> [WRITTEN INSTRUCTION]: Please format the lines of the listing between the line holding "# Outline the region of every instance of the dog's ear." and the line holding "MULTIPOLYGON (((228 83, 229", inclusive, as a JSON list of strings, one string per line, skipping any blank lines.

### MATERIAL TO PROCESS ###

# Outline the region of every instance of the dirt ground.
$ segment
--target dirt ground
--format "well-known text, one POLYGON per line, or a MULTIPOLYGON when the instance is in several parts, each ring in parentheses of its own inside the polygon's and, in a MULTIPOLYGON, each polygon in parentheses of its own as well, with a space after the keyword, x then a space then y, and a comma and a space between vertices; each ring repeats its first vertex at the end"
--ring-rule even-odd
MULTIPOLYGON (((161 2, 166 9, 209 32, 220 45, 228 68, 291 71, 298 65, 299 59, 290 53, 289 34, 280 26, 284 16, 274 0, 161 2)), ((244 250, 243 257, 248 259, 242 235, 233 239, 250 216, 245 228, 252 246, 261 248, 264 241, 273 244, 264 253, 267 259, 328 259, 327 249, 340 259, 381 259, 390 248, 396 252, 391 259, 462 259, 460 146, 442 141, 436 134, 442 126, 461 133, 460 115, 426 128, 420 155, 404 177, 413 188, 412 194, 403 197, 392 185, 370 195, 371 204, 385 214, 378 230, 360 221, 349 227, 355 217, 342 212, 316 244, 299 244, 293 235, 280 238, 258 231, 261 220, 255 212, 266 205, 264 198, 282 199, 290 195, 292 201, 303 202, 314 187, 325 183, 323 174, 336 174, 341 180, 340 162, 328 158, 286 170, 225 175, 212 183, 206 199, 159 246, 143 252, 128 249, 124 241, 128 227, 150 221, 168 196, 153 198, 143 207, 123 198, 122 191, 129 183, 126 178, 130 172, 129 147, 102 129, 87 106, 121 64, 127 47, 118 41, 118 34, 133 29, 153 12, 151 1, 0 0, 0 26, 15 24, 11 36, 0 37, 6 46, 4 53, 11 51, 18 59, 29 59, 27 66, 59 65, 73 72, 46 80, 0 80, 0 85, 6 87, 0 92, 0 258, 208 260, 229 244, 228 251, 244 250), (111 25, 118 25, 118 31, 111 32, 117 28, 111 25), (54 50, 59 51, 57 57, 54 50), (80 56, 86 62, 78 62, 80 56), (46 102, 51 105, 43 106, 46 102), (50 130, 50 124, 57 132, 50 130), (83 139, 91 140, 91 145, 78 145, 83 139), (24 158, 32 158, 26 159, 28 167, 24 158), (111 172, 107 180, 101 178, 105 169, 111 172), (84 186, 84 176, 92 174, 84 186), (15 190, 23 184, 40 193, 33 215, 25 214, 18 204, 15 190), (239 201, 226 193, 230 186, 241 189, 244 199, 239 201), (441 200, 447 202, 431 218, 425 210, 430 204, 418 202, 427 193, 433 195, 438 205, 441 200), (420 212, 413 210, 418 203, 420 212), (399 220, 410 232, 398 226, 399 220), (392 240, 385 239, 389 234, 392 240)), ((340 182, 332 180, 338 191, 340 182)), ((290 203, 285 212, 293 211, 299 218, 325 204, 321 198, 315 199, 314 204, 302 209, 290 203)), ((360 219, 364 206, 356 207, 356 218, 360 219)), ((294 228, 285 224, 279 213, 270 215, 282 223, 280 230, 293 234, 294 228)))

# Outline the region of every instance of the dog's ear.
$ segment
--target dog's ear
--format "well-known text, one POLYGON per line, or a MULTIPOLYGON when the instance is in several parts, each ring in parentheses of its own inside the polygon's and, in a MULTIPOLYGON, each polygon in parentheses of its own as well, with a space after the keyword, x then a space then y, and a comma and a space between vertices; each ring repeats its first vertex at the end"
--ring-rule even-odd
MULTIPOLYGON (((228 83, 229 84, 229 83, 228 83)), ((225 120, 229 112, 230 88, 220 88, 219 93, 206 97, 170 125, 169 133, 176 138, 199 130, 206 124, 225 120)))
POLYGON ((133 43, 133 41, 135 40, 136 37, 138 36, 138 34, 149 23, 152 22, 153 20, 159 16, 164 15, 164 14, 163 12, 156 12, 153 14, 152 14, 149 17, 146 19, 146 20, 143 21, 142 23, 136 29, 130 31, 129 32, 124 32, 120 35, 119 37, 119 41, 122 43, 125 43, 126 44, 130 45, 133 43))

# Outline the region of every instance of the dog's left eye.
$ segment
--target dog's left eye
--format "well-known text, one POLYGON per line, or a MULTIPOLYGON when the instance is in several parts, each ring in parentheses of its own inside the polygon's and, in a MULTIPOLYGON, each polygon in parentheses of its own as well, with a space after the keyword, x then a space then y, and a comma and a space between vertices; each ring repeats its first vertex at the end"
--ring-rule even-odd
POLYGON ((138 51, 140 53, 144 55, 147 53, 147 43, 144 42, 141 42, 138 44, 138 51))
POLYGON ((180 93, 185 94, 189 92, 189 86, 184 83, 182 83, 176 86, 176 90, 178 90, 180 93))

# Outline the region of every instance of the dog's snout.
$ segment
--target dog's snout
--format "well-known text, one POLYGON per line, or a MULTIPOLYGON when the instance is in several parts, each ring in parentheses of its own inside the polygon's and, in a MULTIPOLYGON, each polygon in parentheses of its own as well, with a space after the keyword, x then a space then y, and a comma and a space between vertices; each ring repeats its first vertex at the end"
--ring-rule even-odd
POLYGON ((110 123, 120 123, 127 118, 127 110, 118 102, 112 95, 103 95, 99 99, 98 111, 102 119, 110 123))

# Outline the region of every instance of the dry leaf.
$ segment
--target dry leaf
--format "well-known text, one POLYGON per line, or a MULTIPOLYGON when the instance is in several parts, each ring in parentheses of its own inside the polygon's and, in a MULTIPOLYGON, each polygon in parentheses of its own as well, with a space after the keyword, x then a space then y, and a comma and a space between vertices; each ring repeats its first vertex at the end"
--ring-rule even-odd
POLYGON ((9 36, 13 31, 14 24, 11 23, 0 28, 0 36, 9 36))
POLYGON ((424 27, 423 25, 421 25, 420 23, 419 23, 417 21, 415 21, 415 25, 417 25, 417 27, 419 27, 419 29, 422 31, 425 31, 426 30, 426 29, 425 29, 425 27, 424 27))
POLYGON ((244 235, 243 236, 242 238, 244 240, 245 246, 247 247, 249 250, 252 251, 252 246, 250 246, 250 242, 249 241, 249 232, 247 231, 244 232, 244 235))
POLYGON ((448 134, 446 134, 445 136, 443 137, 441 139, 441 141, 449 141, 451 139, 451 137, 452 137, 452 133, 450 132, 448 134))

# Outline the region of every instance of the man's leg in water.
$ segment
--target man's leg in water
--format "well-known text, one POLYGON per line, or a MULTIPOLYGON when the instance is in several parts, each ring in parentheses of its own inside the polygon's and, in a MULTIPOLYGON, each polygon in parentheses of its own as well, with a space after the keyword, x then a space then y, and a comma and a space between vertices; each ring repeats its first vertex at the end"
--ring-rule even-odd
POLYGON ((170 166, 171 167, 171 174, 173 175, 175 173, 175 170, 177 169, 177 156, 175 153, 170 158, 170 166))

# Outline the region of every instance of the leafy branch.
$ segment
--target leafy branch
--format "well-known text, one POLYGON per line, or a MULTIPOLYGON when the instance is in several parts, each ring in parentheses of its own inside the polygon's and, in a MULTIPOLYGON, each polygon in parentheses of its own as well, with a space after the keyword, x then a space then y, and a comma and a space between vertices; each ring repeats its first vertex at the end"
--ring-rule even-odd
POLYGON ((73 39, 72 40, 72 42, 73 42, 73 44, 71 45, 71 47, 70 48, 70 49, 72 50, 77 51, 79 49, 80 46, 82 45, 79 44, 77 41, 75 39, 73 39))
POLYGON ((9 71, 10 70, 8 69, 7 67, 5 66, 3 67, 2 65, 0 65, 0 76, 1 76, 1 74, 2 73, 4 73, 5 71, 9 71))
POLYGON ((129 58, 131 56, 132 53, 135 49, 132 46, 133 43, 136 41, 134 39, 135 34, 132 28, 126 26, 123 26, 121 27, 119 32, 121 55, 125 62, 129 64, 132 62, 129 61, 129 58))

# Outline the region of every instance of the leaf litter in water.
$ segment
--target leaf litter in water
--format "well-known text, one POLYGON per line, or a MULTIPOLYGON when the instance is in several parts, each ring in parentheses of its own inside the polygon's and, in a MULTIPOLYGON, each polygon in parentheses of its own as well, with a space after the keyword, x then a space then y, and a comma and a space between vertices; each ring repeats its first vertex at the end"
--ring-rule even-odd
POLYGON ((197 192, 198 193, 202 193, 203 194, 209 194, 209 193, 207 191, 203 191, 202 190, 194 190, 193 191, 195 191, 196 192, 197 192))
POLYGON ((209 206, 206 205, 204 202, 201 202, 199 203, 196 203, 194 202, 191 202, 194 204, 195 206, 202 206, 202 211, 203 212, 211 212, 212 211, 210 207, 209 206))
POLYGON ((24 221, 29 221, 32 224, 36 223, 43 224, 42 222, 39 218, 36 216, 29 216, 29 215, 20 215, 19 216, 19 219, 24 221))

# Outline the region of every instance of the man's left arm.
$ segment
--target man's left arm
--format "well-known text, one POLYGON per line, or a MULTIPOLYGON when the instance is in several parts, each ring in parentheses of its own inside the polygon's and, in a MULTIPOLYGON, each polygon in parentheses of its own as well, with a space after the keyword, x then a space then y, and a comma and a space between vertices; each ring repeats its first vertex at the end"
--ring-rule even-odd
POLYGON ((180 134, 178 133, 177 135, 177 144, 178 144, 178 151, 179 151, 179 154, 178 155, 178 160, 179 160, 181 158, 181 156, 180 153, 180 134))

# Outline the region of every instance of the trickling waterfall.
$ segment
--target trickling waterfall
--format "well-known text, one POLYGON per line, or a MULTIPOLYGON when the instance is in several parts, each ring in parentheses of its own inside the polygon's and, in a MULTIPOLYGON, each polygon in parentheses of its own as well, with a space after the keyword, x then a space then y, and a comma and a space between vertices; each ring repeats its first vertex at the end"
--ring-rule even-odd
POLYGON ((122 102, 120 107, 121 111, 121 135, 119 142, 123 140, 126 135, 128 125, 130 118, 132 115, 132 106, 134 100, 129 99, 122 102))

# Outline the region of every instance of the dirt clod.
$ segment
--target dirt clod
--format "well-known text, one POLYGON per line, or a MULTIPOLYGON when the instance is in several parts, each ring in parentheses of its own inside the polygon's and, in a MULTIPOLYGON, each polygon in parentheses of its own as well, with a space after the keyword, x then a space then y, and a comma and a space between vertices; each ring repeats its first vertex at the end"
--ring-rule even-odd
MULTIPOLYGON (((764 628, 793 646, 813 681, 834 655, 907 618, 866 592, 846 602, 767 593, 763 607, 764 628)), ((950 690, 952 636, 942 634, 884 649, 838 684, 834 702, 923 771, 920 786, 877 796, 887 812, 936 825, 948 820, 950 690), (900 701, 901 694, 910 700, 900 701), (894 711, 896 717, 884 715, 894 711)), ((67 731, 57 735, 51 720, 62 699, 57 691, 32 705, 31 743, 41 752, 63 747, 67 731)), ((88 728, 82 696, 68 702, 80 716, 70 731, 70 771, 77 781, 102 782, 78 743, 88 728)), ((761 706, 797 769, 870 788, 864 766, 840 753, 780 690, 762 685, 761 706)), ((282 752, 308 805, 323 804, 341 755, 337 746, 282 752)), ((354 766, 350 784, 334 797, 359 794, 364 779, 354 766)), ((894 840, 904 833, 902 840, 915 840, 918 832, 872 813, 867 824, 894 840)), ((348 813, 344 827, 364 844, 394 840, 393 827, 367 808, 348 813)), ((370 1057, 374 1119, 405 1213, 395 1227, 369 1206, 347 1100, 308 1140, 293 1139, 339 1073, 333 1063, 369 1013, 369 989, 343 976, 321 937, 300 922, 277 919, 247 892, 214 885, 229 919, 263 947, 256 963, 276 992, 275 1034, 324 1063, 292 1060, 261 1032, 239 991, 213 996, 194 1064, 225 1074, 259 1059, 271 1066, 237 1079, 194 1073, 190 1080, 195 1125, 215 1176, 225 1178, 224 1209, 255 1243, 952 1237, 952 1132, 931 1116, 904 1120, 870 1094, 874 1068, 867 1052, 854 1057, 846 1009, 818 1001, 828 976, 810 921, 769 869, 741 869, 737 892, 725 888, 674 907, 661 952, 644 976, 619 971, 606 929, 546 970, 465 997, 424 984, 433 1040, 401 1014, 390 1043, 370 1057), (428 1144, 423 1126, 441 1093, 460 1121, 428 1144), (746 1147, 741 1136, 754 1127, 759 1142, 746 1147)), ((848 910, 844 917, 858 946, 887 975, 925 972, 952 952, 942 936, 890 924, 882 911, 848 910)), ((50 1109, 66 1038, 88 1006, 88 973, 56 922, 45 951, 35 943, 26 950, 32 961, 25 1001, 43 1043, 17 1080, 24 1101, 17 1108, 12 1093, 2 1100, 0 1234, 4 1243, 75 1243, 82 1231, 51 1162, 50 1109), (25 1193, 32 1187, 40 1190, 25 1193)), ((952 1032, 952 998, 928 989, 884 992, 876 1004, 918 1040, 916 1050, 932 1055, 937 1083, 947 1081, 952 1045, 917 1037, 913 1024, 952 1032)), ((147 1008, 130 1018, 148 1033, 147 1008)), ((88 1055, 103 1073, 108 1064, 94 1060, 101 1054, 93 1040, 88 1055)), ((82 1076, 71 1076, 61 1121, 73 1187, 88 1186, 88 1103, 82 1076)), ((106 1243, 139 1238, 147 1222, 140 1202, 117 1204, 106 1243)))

###

> [RESULT BELOW]:
[
  "# Outline the region of every instance of the dog's ear.",
  "$ segment",
  "--target dog's ear",
  "--format \"well-known text, one POLYGON per line, or a MULTIPOLYGON when the instance is in several parts, each ring in parentheses of its own inside the polygon's and, in a MULTIPOLYGON, each polygon in parentheses of its own as well, with a space after the keyword, x then a space then y, and a comma and a space between vertices; each ring repeats its first vertex at the end\"",
  "--ring-rule even-odd",
  "MULTIPOLYGON (((228 83, 229 84, 229 83, 228 83)), ((225 120, 229 112, 230 88, 220 88, 219 93, 206 97, 170 125, 169 133, 176 138, 199 130, 206 124, 225 120)))"
]